:: PASSAGE TO READ ::
'''

Tangier visited Woendi again on 22–23 December then sailed for the Philippines. She entered Kossol Roads in the Palaus on Christmas Day and departed again the following day. On 29 December, she arrived in San Pedro Bay, Leyte Gulf, and began operating her seaplanes from there. For almost a month, her charges supported various operations in the Philippines. These included the Lingayen invasion and air strikes on the numerous smaller islands of the archipelago. In fact, their primary mission appears to have been air-sea rescue work in support of the air strikes.

===1945===
On 24 January 1945, Tangier departed Leyte and headed for Lingayen Gulf, arriving three days later. Her Catalinas and Mariners conducted night barrier patrols of Luzon Strait and the South China Sea along with night searches and anti-shipping flights along the China coast in the vicinity of Formosa. On 12 February, the seaplane tender moved to Mangarin Bay, Mindoro, to run day searches over the South China Sea as far north as the coast of French Indochina and Hainan Island. She concluded operations from Mangarin Bay on 7 March and headed for Subic Bay, Luzon. She arrived there on the following day and departed on ll March. Tangier anchored in Cabalitian Bay, Luzon, off Cabalitian Island, Ilocos, on 12 March and commenced seaplane operations. For the next three months, her planes flew searches and antishipping missions over the South China Sea in the direction of Hong Kong, Swatow, and Formosa.

'''

:: MATERIAL PROVIDED ::
'''

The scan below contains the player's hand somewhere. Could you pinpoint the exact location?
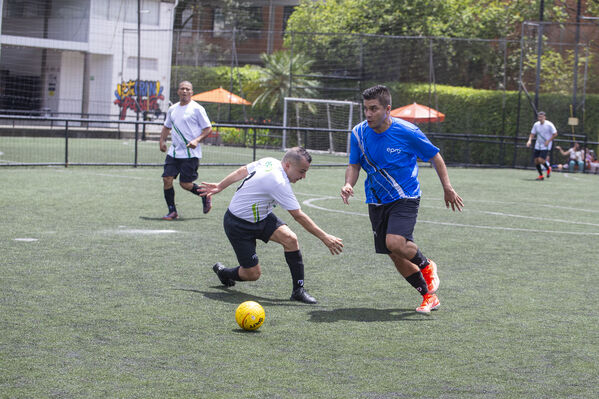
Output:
[322,234,343,255]
[199,182,222,197]
[445,187,464,212]
[341,184,354,205]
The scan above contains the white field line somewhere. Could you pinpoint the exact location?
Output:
[298,193,599,236]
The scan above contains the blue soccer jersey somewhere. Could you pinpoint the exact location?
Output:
[349,118,439,204]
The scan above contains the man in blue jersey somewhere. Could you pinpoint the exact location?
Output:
[341,85,464,313]
[159,81,212,220]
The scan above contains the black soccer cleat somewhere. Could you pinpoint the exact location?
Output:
[212,262,235,287]
[290,287,317,304]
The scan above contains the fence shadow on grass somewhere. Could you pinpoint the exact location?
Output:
[174,286,294,306]
[309,308,430,323]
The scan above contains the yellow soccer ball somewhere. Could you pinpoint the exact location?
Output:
[235,301,266,331]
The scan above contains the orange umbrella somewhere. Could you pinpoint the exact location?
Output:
[391,103,445,123]
[191,87,252,105]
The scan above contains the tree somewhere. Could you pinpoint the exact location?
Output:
[254,51,319,145]
[287,0,567,39]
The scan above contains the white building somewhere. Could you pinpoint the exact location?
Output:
[0,0,177,118]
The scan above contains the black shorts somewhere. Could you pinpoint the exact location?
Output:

'''

:: WHAT TO WORK ON ::
**a)** From the Tangier passage, extract the words starting at "Tangier visited Woendi" and ending at "the air strikes.", and reproduce them without any changes.
**b)** Write what comes next in the Tangier passage, picking up after its final sentence.

:: EXERCISE RESPONSES ::
**a)**
Tangier visited Woendi again on 22–23 December then sailed for the Philippines. She entered Kossol Roads in the Palaus on Christmas Day and departed again the following day. On 29 December, she arrived in San Pedro Bay, Leyte Gulf, and began operating her seaplanes from there. For almost a month, her charges supported various operations in the Philippines. These included the Lingayen invasion and air strikes on the numerous smaller islands of the archipelago. In fact, their primary mission appears to have been air-sea rescue work in support of the air strikes.

**b)**
The seaplane tender exited Cabalitian Bay on 17 June and arrived in Subic Bay the following day. Soon thereafter, she moved to Manila Bay, departing there on 25 June. On 27 June, she stopped at San Pedro Bay; then continued east toward the U.S. She reached Pearl Harbor on 10 July and San Francisco on 20 July. She was overhauled at the Moore Dry Dock Co. and then ordered back to the Far East for occupation duty. On 24 September, she exited San Francisco and headed back across the broad Pacific. Sailing via Adak, Alaska, she reached the vicinity of Yokosuka during the second week in October. After two months of occupation duty in Japan, Tangier moved to Kowloon Bay, China in December for air-sea rescue, patrol, and courier duty. In January 1946, she returned to Japan for another brief tour of duty with the occupation forces. Late in February, she moved from Sasebo to Okinawa, where she remained until late March.

Tangier earned three battle stars during World War II.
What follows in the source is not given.